- Exercise instructions -
From the entries below, return only the lines starting at the one that contains "Target: pine tree" and ending at the one that contains "Target: hotel facade", exactly as they stand.

- Saved entries -

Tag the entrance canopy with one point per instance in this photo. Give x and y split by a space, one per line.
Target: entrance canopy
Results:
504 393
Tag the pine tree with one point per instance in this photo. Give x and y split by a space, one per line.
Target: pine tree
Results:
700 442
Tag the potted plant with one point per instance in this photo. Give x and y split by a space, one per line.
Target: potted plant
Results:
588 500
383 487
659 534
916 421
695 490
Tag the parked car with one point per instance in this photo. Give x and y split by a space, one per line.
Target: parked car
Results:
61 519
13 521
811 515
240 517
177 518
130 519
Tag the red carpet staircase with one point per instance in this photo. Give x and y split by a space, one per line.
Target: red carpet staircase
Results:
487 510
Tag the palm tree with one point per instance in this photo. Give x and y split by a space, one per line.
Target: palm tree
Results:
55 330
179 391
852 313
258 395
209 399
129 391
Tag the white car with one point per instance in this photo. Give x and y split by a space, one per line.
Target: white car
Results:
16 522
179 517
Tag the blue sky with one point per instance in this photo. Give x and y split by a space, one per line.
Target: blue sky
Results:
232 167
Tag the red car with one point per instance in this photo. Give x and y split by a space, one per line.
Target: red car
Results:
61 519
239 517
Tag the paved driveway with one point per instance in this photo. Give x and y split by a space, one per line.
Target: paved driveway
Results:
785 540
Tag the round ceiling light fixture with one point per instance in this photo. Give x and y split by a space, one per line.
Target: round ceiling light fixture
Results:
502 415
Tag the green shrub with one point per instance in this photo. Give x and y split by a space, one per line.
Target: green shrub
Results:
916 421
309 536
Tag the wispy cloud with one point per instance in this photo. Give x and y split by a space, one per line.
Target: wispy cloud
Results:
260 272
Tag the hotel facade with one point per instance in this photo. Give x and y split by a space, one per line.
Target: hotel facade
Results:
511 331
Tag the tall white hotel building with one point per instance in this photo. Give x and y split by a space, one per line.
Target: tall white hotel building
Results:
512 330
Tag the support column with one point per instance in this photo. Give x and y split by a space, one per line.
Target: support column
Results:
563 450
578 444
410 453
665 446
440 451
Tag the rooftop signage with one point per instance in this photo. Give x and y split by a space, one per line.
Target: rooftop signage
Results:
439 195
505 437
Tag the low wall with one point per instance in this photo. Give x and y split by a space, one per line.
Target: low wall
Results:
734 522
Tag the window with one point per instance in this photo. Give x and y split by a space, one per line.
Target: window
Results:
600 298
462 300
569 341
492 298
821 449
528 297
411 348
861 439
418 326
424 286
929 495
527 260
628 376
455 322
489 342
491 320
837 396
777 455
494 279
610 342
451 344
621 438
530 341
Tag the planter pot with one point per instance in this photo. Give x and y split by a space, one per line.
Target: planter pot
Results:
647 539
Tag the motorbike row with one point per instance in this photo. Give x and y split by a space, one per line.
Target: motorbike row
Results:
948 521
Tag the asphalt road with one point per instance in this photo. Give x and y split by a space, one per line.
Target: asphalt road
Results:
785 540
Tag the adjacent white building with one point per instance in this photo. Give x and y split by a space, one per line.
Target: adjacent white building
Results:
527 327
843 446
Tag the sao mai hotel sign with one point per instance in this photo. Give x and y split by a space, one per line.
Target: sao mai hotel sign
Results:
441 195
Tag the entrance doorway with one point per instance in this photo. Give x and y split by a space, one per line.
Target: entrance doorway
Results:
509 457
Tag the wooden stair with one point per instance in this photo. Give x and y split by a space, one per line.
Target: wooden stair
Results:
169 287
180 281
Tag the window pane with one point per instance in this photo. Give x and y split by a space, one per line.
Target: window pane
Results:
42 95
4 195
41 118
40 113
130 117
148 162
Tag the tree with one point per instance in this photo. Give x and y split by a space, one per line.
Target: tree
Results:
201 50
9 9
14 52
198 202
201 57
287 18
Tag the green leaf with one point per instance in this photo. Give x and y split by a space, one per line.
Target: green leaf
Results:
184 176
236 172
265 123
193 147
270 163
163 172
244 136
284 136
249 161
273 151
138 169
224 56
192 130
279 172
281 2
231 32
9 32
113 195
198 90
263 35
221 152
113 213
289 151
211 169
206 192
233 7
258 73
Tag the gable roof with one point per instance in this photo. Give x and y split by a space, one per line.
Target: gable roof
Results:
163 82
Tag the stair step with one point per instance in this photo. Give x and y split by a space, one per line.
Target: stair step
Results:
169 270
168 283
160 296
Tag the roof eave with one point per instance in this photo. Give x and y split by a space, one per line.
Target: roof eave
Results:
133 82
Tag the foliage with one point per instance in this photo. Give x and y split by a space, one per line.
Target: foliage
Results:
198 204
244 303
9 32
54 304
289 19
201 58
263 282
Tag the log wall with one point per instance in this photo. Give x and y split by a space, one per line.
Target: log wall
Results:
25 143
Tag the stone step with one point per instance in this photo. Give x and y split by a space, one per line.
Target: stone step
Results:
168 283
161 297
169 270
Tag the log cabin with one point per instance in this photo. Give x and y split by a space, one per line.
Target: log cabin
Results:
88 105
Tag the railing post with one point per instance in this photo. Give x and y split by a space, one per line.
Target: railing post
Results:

- Reply -
Target: pine tree
Results:
700 442
Tag the potted plant with one point per instance in this photo. Give x and y split by a space, one per line.
Target: potted plant
Results:
588 500
383 487
659 534
916 421
695 490
Tag the parked car with one point per instance in this photo. Give x and y split by a space, one per line.
Target: parked car
Results:
61 519
13 521
811 515
240 517
177 518
130 519
Tag the red carpet staircase with one point per instance in this photo. Give x and y split by a space, one per line.
Target: red carpet staircase
Results:
487 510
Tag the palm tree with one point per instance in this photo. Give x and y split by a space, one per line.
Target: palm tree
Results:
55 330
179 391
852 313
258 395
209 399
129 391
Tag the white car with one point per instance in this photo. Give x and y split by a space, one per line.
Target: white car
Results:
16 522
179 517
Tag the blue sky with one point per instance in this photo. Give x and y split by a space, one per line.
Target: blue sky
Results:
232 167
Tag the red car with one point per instance in this photo. Give x and y split by a space, one per line.
Target: red car
Results:
61 519
239 517
Tag the paved driveway with one point per instance in this photo. Give x and y split by a space, one per line.
Target: paved driveway
Results:
785 540
Tag the round ceiling light fixture with one point per instance in this photo. Give x and y split by a space, one per line.
Target: round ceiling light fixture
Results:
502 415
Tag the green shrub with one point per instance in this photo. Give x and y split by a space, one per line.
Target: green shrub
Results:
916 421
309 536
Tag the wispy cloud with one point per instance in this photo. Give x and y split by a space, one per line.
Target: wispy cloud
Results:
260 272
Tag the hotel facade with one point per instance in this photo. Give x and y split by a space, one per line.
Target: hotel facade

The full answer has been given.